** START DATA SECTION **

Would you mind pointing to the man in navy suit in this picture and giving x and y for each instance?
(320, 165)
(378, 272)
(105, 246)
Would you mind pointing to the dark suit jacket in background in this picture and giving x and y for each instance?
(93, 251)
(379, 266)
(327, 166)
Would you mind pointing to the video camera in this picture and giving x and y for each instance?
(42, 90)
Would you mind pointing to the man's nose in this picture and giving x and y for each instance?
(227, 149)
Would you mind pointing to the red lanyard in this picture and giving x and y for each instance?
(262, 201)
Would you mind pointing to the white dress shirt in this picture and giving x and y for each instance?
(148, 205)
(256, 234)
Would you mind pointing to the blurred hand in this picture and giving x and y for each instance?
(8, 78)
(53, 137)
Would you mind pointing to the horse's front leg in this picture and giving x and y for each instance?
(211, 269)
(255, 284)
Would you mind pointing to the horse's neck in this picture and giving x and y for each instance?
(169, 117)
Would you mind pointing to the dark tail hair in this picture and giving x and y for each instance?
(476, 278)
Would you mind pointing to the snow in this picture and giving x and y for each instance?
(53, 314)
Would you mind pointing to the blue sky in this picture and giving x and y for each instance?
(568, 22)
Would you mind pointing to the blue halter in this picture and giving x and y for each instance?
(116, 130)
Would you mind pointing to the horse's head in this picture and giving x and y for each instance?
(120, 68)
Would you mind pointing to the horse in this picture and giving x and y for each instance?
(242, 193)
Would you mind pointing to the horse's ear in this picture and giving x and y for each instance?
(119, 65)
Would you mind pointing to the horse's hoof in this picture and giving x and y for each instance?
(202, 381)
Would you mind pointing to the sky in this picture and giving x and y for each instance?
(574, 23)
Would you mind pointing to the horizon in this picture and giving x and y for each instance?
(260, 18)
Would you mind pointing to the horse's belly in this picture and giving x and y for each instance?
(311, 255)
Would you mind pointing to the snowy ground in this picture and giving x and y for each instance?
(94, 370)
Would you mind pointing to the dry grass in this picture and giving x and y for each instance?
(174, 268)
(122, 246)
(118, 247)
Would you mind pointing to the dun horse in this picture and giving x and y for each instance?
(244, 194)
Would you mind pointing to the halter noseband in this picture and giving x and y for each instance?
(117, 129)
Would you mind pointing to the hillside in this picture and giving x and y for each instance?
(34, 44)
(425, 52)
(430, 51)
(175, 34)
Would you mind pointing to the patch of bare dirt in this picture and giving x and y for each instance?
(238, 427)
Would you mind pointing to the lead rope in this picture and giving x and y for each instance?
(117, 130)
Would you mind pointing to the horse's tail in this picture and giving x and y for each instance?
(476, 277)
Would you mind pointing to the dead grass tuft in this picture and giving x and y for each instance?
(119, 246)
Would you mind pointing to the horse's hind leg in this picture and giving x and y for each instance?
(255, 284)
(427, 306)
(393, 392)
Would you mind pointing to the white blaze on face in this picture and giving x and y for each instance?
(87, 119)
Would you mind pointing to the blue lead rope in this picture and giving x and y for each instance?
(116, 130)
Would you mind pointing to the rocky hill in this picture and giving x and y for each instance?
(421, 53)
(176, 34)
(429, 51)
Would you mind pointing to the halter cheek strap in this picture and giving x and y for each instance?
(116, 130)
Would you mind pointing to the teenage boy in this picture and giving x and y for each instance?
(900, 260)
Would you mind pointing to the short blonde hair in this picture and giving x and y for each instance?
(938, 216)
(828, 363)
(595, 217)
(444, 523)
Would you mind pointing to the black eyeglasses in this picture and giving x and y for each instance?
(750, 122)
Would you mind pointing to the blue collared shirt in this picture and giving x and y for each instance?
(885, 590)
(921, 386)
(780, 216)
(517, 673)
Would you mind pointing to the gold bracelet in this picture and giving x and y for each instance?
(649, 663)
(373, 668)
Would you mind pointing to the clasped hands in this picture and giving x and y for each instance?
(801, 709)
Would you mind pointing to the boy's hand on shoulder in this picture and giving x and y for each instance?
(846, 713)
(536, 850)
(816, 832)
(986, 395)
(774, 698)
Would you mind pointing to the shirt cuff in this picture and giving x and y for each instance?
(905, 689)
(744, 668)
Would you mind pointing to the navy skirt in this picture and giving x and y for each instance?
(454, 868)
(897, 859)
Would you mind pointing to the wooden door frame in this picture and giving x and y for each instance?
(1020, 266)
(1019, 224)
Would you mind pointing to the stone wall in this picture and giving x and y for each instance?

** END DATA SECTION **

OBJECTIVE ::
Quote all of the entries exactly as they appear.

SOLUTION BELOW ::
Would you mind pointing to the man in navy suit in this picture and giving x and y for each instance?
(320, 165)
(378, 272)
(105, 246)
Would you mind pointing to the dark suit jacket in background in this picture and giving x and y for each instance?
(93, 251)
(379, 266)
(327, 166)
Would you mind pointing to the video camera in this picture and giving x and y for each instance?
(42, 90)
Would you mind pointing to the man's nose in this picture and giving x and y for each instance?
(227, 149)
Would you mind pointing to the red lanyard in this picture and giving x and y for each instance?
(262, 201)
Would you mind pointing to the white dress shirt in this picture and giving x and y for each instance?
(148, 205)
(256, 234)
Would you mind pointing to the blurred hand in this picture and giving x and y for each instance?
(8, 78)
(53, 137)
Would you mind pointing to the horse's front leg in this picture and giving x and y for each instance?
(211, 269)
(255, 284)
Would you mind pointing to the horse's neck in this picture and giving x and y for each instance?
(169, 117)
Would you mind pointing to the dark tail hair in this picture and giving x and y for each instance?
(476, 278)
Would you mind pointing to the snow in this picture and giving x and y for each instance?
(53, 314)
Would you mind pointing to the blue sky in this picture and giving x and y for each instance?
(568, 22)
Would you mind pointing to the blue halter in this picture and giving x and y for each instance?
(116, 130)
Would you mind pointing to the horse's head in this picture and giving x and y for each instance?
(120, 68)
Would you mind pointing to the horse in this picture and giving x and y for each instance?
(242, 193)
Would you mind pointing to the horse's ear in this picture and giving x and y for each instance?
(119, 65)
Would you mind pointing to the horse's hoof in this picture and giving x and y for each instance?
(202, 381)
Would you mind pointing to the sky in this picture and giving x and y for each instance?
(574, 23)
Would you mind pointing to the horizon in this picture and giving x and y for each instance?
(260, 18)
Would you mind pointing to the horse's belly in this picture and giving x and y for each instance?
(311, 255)
Would you mind pointing to the snowy ground in this picture and giving x and y for each instance?
(94, 370)
Would you mind pointing to the dry grass in this picture and giving x and y for each instance?
(174, 268)
(122, 246)
(118, 247)
Would you mind pointing to the dun horse in this picture and giving x and y for each instance?
(244, 194)
Would you mind pointing to the halter noseband in this picture and giving x and y for each instance?
(117, 129)
Would you mind pointing to the hillside in this picture and giving x and y for each instance?
(34, 44)
(425, 52)
(430, 51)
(175, 34)
Would you mind pointing to the patch of bare dirt in this picture and giving x and y for each instance?
(238, 427)
Would you mind pointing to the lead rope in this picture and giving x and y for each instance?
(117, 130)
Would you mind pointing to the horse's tail in this picture and giving x and y for each instance?
(476, 277)
Would you mind pointing to the dead grass tuft in this picture and giving x and y for each instance?
(119, 246)
Would you mind pointing to the horse's hind leg in this picture and giving x and y for each instance?
(255, 284)
(427, 306)
(393, 392)
Would you mind pointing to the white blaze on face in this picture and giving x and y for each instance?
(87, 119)
Would you mind pointing to the blue lead rope in this picture and giving x and y for each instance?
(116, 130)
Would you mind pointing to the rocky hill in this picture and giving x and y for each instance?
(421, 53)
(176, 34)
(429, 51)
Would you mind pointing to the halter cheek strap in this picture and giving x and y for each instance?
(116, 130)
Would you mind pointing to the teenage boy in this picture and giving x and y for each instance?
(900, 260)
Would you mind pointing to the short blonde hair in this picture and giving x and y for each instance?
(938, 216)
(828, 363)
(595, 217)
(444, 523)
Would you mind pointing to the black eyeglasses in this picture and giving x and y for each instance?
(750, 122)
Would you mind pointing to the blue collared shirt in this picture and giving x and y for each instance?
(885, 590)
(921, 386)
(780, 216)
(517, 673)
Would you mind pointing to the gold bracelet in this picture and giving x and y for each instance?
(649, 663)
(373, 668)
Would you mind pointing to the clasped hands in this picture and giving x and y for each instance?
(801, 709)
Would you mind pointing to the boy's hand on shoulder in this picture and giving x and y for each instance?
(846, 713)
(536, 850)
(816, 832)
(986, 395)
(774, 698)
Would you mind pointing to the shirt cuff in this picture and giving x and y for each instance?
(905, 689)
(744, 668)
Would you mind pointing to the navy skirt in this picture and giving x and y for each instance?
(454, 868)
(897, 859)
Would you mind pointing to the wooden door frame in this picture and giving x and y for each instance?
(1020, 266)
(1019, 224)
Would you mind pointing to the stone wall in this picture and giving x and y for each instance?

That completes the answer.